◆ Provided text:
--*--

The choice and chooser of the title is not the London tea merchant who gave his name to a quirky museum in South-East London but thoroughly disapproved of the theatre. Instead, this is Annie Horniman, his daughter, nicknamed ‘Hornibags’, who devoted her energies and her inherited fortune to founding and sponsoring theatres in England and Ireland. One of several dominant and multi-talented women to act as muse to W.B.Yeats, she is probably best known for founding and funding the Abbey Theatre, Dublin. But, arguably, her funding of the Gaiety Theatre, Manchester in the years before and during the First World War was just as influential at the time. She provided not only a venue but a specific home for local playwrights who wanted to write not ‘about Countesses and Duchesses and society existing in imaginations, but about their friends and enemies – about real life.’ No Downton Abbey for her, rather the plays of Harold Brighouse, Stanley Houghton and Allan Monkhouse – known usually as the ‘Manchester School’.

There are four plays of roughly equal length on the programme. While there are some creaky and melodramatic moments, no one of them is without interest, and two are genuinely impressive achievements. It is a rare pleasure to hear the traditional Lancashire accent and dialect forms sustained so well across the evening, and the fact that the same set pretty much does for all is no matter when it is the interchanges and development of character that count. In any case the working class or lower-middle class interiors intended do not need lavish differentiation. Director Anna Marsland keeps things moving nicely and shows real respect for the material, allowing the stories to emerge naturally without any hint of Dickensian caricature or exaggeration. The same can be said of the well-modulated carefully judged performances of the cast as a whole.

--*--

◆ Extracted material:
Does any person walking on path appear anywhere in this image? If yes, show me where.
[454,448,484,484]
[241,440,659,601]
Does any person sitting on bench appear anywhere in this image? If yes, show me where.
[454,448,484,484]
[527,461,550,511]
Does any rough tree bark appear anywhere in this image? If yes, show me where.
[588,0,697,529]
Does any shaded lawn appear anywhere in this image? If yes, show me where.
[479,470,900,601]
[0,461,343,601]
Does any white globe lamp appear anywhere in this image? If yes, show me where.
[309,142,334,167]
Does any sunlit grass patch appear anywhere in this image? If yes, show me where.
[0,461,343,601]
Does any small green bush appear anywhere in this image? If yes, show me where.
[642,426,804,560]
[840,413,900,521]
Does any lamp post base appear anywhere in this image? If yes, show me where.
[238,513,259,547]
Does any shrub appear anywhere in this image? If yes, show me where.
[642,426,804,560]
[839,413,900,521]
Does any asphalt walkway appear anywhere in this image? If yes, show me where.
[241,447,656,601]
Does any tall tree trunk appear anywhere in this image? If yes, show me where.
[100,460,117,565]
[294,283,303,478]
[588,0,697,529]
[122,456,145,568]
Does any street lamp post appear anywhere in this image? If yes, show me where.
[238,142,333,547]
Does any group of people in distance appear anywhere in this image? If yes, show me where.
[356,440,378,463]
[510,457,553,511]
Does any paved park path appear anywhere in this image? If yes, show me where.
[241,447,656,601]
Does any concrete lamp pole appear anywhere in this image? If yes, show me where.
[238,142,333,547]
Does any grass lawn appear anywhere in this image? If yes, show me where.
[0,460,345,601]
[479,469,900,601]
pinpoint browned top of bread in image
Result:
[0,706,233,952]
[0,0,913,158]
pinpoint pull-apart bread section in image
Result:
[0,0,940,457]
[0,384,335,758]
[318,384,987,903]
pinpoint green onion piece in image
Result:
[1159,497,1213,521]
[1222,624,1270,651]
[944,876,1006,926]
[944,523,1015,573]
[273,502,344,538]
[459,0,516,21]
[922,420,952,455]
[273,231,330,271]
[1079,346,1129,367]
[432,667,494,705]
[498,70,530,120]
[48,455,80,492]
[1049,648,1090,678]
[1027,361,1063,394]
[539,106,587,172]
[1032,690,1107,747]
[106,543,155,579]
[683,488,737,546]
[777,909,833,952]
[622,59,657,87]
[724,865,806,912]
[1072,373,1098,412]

--*--

◆ Your assignment:
Reproduce the entire theatre review word for word. Rely solely on the theatre review provided above.

◆ Problem solution:
The choice and chooser of the title is not the London tea merchant who gave his name to a quirky museum in South-East London but thoroughly disapproved of the theatre. Instead, this is Annie Horniman, his daughter, nicknamed ‘Hornibags’, who devoted her energies and her inherited fortune to founding and sponsoring theatres in England and Ireland. One of several dominant and multi-talented women to act as muse to W.B.Yeats, she is probably best known for founding and funding the Abbey Theatre, Dublin. But, arguably, her funding of the Gaiety Theatre, Manchester in the years before and during the First World War was just as influential at the time. She provided not only a venue but a specific home for local playwrights who wanted to write not ‘about Countesses and Duchesses and society existing in imaginations, but about their friends and enemies – about real life.’ No Downton Abbey for her, rather the plays of Harold Brighouse, Stanley Houghton and Allan Monkhouse – known usually as the ‘Manchester School’.

There are four plays of roughly equal length on the programme. While there are some creaky and melodramatic moments, no one of them is without interest, and two are genuinely impressive achievements. It is a rare pleasure to hear the traditional Lancashire accent and dialect forms sustained so well across the evening, and the fact that the same set pretty much does for all is no matter when it is the interchanges and development of character that count. In any case the working class or lower-middle class interiors intended do not need lavish differentiation. Director Anna Marsland keeps things moving nicely and shows real respect for the material, allowing the stories to emerge naturally without any hint of Dickensian caricature or exaggeration. The same can be said of the well-modulated carefully judged performances of the cast as a whole.